In the records below, find the line containing "Check that every instance of the woman's hand", then extract that line and all subsequent lines exactly, leaving out everything else.
+++ Supplied material +++
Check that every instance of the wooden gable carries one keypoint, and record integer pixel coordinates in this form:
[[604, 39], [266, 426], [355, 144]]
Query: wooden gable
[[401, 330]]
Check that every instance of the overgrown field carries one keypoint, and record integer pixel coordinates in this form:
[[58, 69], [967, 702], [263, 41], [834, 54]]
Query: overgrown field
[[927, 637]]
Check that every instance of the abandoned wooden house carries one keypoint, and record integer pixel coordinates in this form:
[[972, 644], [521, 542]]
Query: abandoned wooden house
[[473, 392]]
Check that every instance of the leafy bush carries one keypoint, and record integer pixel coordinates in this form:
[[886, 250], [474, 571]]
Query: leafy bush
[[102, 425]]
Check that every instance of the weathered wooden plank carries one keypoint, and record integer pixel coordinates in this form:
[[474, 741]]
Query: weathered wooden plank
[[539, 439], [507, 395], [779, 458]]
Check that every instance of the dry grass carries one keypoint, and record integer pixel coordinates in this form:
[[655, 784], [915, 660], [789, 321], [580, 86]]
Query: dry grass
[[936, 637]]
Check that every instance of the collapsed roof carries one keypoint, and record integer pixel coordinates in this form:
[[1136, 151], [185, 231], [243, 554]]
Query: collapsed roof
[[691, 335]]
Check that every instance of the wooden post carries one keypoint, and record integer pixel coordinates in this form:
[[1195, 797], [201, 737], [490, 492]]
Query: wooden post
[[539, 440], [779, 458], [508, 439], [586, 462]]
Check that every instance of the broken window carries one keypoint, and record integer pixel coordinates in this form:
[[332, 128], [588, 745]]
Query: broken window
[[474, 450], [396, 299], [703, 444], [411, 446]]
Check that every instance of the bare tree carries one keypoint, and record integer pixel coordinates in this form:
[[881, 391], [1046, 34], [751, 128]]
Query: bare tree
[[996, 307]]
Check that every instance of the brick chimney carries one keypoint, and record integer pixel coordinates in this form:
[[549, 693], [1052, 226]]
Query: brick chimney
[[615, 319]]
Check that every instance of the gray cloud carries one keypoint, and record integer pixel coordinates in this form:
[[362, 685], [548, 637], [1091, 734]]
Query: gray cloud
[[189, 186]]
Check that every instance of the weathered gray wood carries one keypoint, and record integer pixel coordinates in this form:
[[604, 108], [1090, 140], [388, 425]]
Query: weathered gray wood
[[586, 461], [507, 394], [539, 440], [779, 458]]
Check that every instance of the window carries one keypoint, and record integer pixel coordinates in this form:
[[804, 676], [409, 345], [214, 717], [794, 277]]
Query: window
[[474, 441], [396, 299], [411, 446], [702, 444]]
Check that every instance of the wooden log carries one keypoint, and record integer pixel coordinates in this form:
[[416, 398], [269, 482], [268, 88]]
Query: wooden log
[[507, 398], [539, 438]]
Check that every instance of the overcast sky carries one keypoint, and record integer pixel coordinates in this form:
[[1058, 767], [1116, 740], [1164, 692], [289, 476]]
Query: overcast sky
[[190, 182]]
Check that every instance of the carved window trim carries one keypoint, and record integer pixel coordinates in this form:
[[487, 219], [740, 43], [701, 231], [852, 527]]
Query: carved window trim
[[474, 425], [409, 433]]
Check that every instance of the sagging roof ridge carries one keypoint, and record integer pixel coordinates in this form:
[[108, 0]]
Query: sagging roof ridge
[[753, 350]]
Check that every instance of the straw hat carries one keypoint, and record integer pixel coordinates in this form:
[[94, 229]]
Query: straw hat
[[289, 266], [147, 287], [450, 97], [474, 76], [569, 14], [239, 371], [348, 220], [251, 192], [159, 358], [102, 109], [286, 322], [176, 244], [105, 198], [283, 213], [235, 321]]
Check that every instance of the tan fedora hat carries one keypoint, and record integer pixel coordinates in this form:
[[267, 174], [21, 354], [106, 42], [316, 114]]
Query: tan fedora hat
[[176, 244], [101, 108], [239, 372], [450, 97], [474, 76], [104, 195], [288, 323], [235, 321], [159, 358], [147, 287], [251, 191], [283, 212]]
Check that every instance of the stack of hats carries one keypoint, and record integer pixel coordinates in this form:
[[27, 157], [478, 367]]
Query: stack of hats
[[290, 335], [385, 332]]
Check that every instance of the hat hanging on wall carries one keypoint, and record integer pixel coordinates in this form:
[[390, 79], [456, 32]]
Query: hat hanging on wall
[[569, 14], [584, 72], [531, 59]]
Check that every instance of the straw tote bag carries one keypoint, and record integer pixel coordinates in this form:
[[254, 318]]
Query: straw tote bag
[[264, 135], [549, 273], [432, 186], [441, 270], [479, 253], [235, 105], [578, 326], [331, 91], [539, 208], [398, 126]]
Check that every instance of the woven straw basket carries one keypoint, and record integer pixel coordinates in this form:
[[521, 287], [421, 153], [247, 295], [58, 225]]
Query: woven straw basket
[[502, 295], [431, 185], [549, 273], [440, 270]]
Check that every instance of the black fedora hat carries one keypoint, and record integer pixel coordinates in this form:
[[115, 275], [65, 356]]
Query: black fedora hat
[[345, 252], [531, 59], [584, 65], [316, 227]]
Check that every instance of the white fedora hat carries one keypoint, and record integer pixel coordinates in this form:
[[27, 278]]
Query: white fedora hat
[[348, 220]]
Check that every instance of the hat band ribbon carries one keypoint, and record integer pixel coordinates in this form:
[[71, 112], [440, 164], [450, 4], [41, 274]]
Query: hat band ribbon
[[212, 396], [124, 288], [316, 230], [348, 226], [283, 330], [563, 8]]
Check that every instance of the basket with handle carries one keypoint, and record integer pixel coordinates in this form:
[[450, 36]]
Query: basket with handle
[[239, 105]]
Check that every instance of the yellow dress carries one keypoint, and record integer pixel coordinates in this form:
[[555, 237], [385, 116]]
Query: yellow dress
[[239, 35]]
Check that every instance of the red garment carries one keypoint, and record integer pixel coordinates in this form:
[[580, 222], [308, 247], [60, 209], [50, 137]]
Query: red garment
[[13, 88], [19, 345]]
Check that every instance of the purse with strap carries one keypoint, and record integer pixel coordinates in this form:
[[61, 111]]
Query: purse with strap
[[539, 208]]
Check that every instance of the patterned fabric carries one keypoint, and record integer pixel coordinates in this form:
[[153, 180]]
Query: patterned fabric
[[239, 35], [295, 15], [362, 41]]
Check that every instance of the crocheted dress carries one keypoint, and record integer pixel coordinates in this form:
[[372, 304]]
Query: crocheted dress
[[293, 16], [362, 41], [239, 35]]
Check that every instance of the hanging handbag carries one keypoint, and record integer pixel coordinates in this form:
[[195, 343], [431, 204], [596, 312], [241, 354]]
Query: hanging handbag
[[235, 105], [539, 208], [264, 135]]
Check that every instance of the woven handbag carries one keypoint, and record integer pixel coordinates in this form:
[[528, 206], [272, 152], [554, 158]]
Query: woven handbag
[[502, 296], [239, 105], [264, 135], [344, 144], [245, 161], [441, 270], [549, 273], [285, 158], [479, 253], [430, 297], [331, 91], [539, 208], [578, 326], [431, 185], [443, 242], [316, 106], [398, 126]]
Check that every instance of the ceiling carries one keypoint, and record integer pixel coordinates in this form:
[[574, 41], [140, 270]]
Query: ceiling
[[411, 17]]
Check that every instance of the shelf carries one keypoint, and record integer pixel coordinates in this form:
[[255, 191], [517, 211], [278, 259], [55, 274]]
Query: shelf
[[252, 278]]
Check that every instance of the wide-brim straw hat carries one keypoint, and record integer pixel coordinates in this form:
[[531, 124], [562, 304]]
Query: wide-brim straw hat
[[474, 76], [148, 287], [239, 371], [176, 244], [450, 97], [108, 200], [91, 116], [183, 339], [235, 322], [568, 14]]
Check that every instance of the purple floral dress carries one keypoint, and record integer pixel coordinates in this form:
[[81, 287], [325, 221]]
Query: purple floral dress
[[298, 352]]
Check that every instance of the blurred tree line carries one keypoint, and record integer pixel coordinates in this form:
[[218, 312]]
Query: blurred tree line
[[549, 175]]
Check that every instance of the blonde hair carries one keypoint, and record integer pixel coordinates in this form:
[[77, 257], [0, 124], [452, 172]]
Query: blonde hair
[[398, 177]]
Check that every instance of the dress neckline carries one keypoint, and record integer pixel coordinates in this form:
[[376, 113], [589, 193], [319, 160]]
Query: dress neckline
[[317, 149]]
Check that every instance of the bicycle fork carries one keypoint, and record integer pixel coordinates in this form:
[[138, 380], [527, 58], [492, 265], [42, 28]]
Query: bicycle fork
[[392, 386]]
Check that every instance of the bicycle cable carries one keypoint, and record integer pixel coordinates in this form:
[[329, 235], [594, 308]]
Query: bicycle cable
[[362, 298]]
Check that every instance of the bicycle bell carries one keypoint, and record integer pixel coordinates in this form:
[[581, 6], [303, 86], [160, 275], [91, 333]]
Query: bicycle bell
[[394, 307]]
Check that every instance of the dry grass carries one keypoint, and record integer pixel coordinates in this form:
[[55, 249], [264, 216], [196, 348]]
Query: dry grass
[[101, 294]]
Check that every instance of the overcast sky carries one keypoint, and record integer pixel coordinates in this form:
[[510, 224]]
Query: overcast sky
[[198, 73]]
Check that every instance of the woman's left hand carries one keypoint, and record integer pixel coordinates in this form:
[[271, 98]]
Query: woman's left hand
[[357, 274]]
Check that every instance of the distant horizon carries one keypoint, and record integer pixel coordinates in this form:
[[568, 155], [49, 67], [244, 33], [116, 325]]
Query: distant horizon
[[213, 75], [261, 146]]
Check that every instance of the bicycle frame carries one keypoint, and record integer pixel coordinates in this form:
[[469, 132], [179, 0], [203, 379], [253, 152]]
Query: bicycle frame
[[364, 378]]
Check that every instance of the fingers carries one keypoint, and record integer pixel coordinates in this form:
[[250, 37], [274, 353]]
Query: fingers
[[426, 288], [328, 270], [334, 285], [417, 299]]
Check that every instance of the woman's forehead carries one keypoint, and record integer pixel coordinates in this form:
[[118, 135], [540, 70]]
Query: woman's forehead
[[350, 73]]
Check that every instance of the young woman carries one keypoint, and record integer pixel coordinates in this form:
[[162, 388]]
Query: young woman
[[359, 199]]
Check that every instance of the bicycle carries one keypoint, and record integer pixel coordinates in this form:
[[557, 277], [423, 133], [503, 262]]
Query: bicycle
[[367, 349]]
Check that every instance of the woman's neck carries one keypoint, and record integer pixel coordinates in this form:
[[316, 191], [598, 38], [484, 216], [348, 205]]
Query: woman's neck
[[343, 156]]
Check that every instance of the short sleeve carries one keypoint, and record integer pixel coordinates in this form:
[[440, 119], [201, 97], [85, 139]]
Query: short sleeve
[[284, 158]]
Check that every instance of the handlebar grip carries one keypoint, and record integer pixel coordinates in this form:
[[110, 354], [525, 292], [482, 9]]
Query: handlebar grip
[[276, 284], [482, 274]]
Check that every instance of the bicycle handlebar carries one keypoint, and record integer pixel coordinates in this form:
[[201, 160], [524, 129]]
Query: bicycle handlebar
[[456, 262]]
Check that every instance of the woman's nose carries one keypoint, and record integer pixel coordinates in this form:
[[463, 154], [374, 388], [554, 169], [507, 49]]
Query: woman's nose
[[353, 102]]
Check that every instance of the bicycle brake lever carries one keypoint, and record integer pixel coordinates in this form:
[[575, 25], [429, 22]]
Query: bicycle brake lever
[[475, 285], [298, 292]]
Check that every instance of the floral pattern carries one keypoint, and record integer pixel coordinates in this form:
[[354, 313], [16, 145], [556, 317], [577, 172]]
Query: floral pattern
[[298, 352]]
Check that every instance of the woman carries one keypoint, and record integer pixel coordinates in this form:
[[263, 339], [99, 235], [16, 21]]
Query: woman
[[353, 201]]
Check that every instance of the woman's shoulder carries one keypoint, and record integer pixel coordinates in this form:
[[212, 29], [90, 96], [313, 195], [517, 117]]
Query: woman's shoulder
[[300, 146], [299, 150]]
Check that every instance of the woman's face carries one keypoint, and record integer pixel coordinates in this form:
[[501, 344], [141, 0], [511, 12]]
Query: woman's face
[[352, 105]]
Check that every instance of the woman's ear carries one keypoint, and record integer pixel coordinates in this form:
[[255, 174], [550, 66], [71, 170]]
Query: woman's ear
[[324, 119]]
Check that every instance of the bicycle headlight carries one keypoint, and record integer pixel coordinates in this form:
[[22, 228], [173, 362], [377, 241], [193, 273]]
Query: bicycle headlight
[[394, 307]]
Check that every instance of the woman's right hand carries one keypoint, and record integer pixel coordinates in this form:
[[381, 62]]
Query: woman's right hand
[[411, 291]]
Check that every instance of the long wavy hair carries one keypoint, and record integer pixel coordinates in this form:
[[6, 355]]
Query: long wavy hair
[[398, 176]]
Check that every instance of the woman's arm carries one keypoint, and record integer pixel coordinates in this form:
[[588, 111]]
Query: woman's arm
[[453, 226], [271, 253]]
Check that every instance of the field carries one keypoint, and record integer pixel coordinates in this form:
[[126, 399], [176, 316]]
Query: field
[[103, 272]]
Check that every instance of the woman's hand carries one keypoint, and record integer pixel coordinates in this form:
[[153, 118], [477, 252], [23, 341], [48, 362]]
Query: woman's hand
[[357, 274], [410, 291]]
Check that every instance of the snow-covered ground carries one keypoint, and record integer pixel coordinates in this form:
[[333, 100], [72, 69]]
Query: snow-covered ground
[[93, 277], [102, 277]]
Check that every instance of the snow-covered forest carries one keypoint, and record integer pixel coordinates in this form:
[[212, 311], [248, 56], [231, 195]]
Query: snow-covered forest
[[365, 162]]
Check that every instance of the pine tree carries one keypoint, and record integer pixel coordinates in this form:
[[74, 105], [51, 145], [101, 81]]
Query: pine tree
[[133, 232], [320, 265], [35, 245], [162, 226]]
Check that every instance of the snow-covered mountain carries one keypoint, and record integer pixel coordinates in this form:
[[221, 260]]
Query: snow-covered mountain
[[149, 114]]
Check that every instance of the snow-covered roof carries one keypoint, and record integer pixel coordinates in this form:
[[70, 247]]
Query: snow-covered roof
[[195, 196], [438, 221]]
+++
Answer below >>
Check that every instance of the woman's hand carries one keypoint, and record integer pixel coordinates in this form:
[[153, 118], [477, 252], [23, 341], [48, 362]]
Query: woman's hand
[[357, 274], [410, 291]]
Check that every instance of the snow-covered ground carries one keypoint, and record integer pixel coordinates in this form:
[[333, 100], [72, 69]]
Query: snow-covered ground
[[93, 277], [102, 277]]
Check that every instance of the snow-covered forest carries one keypoint, and record integer pixel coordinates in this form:
[[212, 311], [248, 56], [231, 195]]
Query: snow-covered forest
[[365, 162]]
Check that every instance of the pine tree carries one keypoint, and record integer pixel coordinates in this form:
[[74, 105], [51, 145], [101, 81]]
Query: pine tree
[[133, 232], [320, 265], [35, 245], [162, 226]]
Check that every instance of the snow-covered mountain carries one keypoint, and record integer pixel coordinates in this form:
[[221, 260]]
Query: snow-covered mountain
[[149, 114]]
Check that every instance of the snow-covered roof carries one keypoint, and record integer pixel coordinates in this form:
[[70, 247]]
Query: snow-covered roof
[[195, 196], [438, 221]]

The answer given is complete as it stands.